(Data pulled from a collection)
# # #

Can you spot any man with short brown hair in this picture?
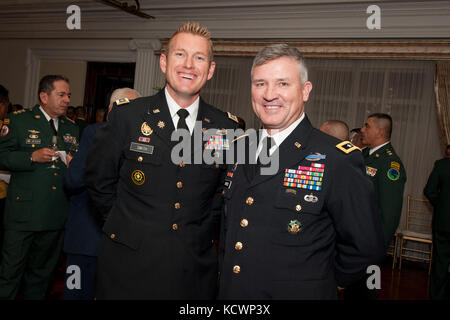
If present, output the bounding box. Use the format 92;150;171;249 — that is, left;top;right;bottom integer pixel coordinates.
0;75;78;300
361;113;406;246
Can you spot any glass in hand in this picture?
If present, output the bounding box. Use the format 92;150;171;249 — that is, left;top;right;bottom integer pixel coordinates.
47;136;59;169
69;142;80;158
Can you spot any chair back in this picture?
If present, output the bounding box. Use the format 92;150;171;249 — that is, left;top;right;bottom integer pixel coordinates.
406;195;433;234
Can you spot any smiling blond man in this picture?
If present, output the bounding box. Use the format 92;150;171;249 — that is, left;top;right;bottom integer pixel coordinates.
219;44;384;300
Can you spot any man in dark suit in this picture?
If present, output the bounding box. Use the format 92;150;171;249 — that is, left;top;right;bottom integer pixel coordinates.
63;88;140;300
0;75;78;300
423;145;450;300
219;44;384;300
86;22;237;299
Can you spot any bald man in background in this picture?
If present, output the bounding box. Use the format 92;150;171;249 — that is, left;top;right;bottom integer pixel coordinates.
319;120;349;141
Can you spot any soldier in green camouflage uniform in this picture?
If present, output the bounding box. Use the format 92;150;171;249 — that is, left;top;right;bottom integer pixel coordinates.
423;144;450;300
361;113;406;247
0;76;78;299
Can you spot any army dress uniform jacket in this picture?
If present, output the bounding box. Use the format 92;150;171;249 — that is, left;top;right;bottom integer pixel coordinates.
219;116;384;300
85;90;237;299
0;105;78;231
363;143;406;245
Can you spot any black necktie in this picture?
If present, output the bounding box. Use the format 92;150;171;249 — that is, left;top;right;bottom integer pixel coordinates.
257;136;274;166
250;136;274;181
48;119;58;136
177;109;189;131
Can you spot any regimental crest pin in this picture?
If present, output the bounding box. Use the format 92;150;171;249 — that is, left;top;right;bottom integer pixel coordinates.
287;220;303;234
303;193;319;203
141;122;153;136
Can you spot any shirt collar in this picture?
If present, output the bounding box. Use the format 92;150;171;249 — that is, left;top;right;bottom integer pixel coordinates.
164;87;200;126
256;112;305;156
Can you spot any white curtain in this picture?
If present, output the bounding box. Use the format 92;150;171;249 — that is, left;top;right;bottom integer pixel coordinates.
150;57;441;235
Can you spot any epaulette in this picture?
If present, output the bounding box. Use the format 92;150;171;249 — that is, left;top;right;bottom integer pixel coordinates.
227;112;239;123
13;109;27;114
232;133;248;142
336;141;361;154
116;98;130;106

# # #

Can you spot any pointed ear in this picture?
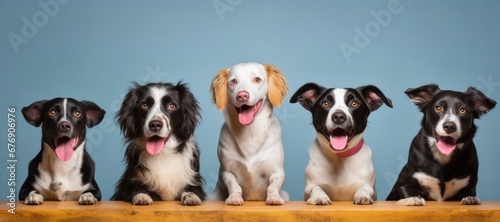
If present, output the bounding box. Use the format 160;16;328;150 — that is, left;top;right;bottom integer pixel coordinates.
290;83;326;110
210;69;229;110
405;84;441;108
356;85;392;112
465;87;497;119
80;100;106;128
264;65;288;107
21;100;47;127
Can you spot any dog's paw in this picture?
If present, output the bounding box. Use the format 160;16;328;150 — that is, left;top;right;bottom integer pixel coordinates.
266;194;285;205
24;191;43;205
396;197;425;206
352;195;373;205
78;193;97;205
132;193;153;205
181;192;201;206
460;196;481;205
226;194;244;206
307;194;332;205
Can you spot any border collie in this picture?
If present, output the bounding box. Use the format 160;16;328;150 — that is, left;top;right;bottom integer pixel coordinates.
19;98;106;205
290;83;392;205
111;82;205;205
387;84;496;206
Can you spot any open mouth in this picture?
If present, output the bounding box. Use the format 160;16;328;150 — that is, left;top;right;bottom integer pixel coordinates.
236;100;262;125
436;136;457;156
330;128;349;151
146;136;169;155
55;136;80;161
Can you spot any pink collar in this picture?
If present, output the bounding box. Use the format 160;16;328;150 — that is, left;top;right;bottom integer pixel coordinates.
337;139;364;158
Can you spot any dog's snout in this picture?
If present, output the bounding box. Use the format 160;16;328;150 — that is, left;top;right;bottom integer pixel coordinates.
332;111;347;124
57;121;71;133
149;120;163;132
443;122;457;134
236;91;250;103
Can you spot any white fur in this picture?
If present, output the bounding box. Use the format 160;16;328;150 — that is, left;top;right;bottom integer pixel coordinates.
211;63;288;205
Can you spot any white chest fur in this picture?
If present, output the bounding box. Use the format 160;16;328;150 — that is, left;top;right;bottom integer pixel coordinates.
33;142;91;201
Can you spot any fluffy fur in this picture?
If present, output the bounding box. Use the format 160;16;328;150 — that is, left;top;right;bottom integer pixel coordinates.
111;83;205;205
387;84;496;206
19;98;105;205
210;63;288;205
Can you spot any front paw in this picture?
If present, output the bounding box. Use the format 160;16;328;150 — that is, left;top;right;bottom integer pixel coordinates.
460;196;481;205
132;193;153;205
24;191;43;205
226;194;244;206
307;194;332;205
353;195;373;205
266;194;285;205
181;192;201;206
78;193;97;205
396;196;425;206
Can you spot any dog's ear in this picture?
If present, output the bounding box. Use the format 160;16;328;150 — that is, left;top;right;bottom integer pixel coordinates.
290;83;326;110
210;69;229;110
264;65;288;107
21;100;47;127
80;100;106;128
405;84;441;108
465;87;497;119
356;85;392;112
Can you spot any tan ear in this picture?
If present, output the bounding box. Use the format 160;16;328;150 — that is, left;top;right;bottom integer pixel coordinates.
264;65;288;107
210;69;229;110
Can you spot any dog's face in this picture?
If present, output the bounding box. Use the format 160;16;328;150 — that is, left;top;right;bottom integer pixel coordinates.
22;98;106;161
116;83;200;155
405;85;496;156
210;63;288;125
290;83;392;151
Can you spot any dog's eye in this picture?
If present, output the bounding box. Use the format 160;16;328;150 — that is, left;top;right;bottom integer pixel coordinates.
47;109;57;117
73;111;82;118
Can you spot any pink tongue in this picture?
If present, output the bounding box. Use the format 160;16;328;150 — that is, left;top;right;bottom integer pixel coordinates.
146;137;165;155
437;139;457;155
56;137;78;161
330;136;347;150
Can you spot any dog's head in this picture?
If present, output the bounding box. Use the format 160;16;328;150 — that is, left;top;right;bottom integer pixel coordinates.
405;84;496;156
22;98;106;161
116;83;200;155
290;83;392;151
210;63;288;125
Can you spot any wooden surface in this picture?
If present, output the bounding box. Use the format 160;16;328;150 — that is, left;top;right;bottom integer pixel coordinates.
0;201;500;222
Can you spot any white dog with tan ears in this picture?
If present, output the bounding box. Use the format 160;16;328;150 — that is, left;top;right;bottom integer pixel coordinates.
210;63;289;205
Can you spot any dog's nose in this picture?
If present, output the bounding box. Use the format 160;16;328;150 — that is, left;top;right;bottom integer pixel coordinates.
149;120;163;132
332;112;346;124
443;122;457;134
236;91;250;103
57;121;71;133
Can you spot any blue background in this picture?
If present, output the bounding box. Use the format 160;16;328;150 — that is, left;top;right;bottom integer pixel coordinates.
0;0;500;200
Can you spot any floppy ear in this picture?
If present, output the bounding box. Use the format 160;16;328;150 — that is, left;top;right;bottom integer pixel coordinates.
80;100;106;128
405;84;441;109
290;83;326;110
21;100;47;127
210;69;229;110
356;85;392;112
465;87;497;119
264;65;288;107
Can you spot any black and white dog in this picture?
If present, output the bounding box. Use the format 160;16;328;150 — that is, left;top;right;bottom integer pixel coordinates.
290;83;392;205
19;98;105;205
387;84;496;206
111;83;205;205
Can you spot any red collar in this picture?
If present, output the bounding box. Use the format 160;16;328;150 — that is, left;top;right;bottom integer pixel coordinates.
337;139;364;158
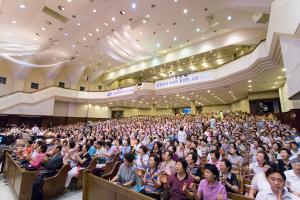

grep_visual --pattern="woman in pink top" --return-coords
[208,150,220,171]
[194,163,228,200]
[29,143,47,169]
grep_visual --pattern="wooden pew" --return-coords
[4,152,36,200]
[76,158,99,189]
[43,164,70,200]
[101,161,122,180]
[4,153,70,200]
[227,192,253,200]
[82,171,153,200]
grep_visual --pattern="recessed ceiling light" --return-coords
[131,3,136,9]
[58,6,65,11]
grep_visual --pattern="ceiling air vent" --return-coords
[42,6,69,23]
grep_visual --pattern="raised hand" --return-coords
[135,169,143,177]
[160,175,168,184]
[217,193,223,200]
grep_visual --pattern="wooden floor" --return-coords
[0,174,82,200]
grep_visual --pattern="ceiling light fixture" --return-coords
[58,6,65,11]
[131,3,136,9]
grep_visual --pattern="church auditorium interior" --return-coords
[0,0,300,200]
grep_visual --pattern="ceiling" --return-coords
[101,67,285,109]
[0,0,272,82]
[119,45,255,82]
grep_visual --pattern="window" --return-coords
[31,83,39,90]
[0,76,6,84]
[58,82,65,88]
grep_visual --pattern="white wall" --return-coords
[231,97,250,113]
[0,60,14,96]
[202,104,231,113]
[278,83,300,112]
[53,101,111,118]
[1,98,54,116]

# # #

Rewrite everything in the rows above, from the line containing "Can you spot any man with" down to the line containing "361;113;406;246", as a JSON list of strings with one string per line and no blank lines. Leave the picture out.

▶ [TASK SOLUTION]:
[
  "Can you spot any man with short brown hair in this picture?",
  "If present, output the bounding box. Use the format 92;150;171;249 — that is, left;top;right;bottom integer pixel coordinates.",
  "0;75;78;300",
  "361;113;406;246"
]